▶ [Excerpted passage]:
------------------------

I haven’t read it and neither have you, more than likely. But I did download it just now, and the not unrelated report from the Grattan Institute, Catching up: learning from the best school systems in East Asia. In today’s Sydney Morning Herald Gonski seems to have the Grattan Institute’s report in mind as much as his own.
As the global economy continues on its trajectory of change, the pressure is on Australia to maintain a knowledge and skills base that can change and adapt to keep up with the world around us.
The race is being run, won and lost every day. It is a continuing race and educational results tell us that Australia is losing ground from its strong position a decade ago.
It is no surprise to see Shanghai at the head of the Organisation for Economic Co-operation and Development’s achievement table. There is an obvious link between its outstanding educational outcomes and its great leap forward as one of the world’s most dynamic cities and a centre for financial services and manufacturing.
But perhaps more of a surprise is the pack now ahead of us in mathematics – Singapore, Hong Kong, South Korea, Taiwan, Japan and China: Macau. Canada also does better than us among 15-year-olds in the Program for International Student Assessment tests for reading, mathematics and science, and so does New Zealand…
I have been interested in the coverage given to the Grattan report – not an entirely objective outfit either, I would have thought, even if it claims to be. I have in the back of my mind some of the things very perceptive Singapore writer Alex Au has had to say over the years in his Yawning Bread blog, most recently Education system a high stakes board game.
The other day, as I was waiting in line at an automated bank teller, I overheard several schoolgirls talk among themselves about their choice of subjects to major in. They were about 14 years old and were probably at the point of being streamed into Science, Arts . . . and then I said myself: Gee, I really don’t know what streams there are or how our educational system is structured anymore. It’s been decades since I left school.
So, I asked around a few people more knowledgeable than I, and I thought I might share with readers what I learnt (apologies if you already know all this).
It’s obviously an important topic for many parents. A few months ago, I noticed several among my acquaintances figuratively biting their nails as their kids sat for the Primary School Leaving Examination (PSLE). This national exam for the 11-plus is often seen as a make-or-break point in their lives. The Education Ministry says it shouldn’t be (and rightly), and that our school system has several cross-pathways to allow slower developers to catch up. But I have the feeling that few parents know it or believe it. We more readily believe that the Singapore system is quick at judging and condemning, with no opportunities at remedy…
So much for the scheme, what about content?
Singapore’s overall educational scheme may be nice, but what about the quality of content? If at all to be considered, it has to be a separate discussion altogether, which I didn’t set out to engage my discussants on. However, there were tantalising side comments . . .
Generally, Singapore students do well in international comparisons in math and science, though whether it’s related to cramming is perhaps a pertinent question.
With language and communication skills, there may be room for doubt. One person I asked said something to this effect: “If you want to know about the quality of the teaching of English, all you need to do is just hold a conversation with any English teacher in a neighbourhood school.” This may well be an unfair statement reflecting the jaundiced view of that particular speaker, but seeing the language skills the vast majority of school leavers have, I have a feeling that she isn’t all that far off the mark.

------------------------

▶ [Exercise materials]:
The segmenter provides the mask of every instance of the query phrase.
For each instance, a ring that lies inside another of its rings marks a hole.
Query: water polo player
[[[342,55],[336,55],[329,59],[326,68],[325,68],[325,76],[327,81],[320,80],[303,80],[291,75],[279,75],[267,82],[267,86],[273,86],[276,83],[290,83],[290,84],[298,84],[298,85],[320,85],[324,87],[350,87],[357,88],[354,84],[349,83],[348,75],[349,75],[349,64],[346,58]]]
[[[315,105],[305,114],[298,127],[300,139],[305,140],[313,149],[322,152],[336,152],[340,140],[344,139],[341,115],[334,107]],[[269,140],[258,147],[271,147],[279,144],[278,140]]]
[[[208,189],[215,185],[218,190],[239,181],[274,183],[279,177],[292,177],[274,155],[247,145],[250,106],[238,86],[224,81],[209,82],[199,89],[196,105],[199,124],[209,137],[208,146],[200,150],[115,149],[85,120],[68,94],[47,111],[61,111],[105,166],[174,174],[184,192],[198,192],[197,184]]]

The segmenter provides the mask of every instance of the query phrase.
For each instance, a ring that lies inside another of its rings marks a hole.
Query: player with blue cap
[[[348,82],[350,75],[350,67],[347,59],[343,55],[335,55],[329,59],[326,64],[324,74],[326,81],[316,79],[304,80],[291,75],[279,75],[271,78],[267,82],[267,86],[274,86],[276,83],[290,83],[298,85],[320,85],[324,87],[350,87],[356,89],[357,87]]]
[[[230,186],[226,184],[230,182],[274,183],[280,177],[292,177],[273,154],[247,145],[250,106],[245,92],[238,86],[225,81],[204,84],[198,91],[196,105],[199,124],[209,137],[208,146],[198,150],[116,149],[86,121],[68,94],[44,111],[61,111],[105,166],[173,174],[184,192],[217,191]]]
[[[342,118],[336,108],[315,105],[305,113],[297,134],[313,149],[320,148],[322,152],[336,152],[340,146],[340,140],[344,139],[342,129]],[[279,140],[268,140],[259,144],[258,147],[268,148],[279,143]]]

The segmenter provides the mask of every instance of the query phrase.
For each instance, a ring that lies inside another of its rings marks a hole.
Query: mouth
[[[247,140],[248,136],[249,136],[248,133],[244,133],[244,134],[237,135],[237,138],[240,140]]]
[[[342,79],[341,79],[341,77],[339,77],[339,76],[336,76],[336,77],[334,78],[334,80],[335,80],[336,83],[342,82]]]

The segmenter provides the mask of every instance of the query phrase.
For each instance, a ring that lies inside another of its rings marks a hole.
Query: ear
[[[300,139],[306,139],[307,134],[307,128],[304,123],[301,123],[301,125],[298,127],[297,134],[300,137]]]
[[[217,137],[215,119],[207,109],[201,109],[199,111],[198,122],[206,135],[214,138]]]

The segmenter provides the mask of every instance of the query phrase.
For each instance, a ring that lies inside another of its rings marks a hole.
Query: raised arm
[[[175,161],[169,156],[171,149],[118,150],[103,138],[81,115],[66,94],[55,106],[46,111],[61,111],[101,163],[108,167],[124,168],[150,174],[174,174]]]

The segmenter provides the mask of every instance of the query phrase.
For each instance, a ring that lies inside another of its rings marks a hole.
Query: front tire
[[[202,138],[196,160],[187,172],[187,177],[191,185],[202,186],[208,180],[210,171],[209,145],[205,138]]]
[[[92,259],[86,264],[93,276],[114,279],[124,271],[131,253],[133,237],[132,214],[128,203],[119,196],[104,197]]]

------------------------

▶ [Directions]:
[1] According to the education post, which city heads the OECD achievement table?
[2] Collect every line of the listing that contains the word "player". Case counts.

▶ [The solutions]:
[1] Shanghai

[2]
Query: water polo player
Query: player with blue cap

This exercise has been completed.